Il faut que je te prévienne
- Sidonie
- 16 avr. 2023
- 4 min de lecture

Il faut que je te prévienne. Je ne suis pas une fille qui emmène ses histoires d’amour très loin.
Je n’ai jamais réussi. Peut-être que je n’ai jamais compris. Ou que même, je ne sais pas faire du tout.
Quand ça remue un peu trop, quand on doute ou qu’on s’égare, je panique vite.
J’essaye un peu, pas très bien, puis je finis par tirer sur l’ambulance. Peut-être que l’hôpital était tout proche ? Peut-être que le remède était à portée de main ? L’antidote à mes tourments. Je ne sais pas, je n’ai jamais tourné le coin de la rue suivante, sirènes hurlantes.
Je ne vis pas très bien sans amour. Mais je ne vais pas très bien avec non plus. Des petits riens me font vite mal. Je veux le confort d’une routine, la sérénité d’un foyer mais je ne résiste pas à l’ennui et surtout pas à l’indifférence. Cette fatalité qui s’abat inévitablement sur toutes les histoires. Je sais vieillir à deux mais sans savoir faner en couple.

###

Consignes: Poursuivez le billet « Il faut que je te prévienne » en reprenant juste après sa dernière phrase.

[Enregistrements de données]
###

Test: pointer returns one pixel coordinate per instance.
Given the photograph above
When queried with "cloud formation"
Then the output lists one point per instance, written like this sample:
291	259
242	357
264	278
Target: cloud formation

###

Réponse proposée:
Rester, quand la dynamique s’essouffle, c’est renoncer à tout ce qui peut se présenter. Les expériences, les rencontres, les ailleurs, les sur un coup de tête. Rester, c’est monter très haut et descendre si bas. La chute est lente, je m’agrippe aux parois. Les opportunités me glissent entre les doigts. Et si, au fond, je ne me connaissais pas. Et si, au fond, tu avais très envie d’autre chose.
Mais partir, c’est la peur qu’il ne se passe plus jamais rien. Plonger dans le vide et le néant. Elle me pétrifie cette solitude, cette absence. Et si en partant, je me perdais aussi. Qui suis-je sans toi ?
Il faut que je te prévienne. Je crois très fort aux rêves, je les encourage. Nous ne sommes pas grand chose sans envies et sans espoirs. Mais j’ai trop cru aux rêves des autres, plus qu’en moi-même. Je les porte courageusement les rêves des autres.
Je peux te porter un long moment. Même à bouts de bras, même quand je ne touche plus le sol. Je suis capable de poser ce que j’ai de plus précieux, ce dont j’ai le plus besoin, pour te porter toi. Toi et tes rêves inachevés. Toi, à la place de mon essentiel.
Puis tu deviens trop lourd, trop envahissant et mon amour trop faible. Je me retourne et je vois les morceaux de moi-même éparpillés sur le chemin. J’ouvre alors grand les yeux, choquée. Qu’ai-je fait de moi ?
Alors, je peux te lâcher dans le vide, du jour au lendemain. Je vais avoir pleuré, en te donnant une dernière fois tout ce que j’ai à offrir. Tu n’auras sûrement pas perçu la nuance dans mon regard qui te transperce puis te fuit.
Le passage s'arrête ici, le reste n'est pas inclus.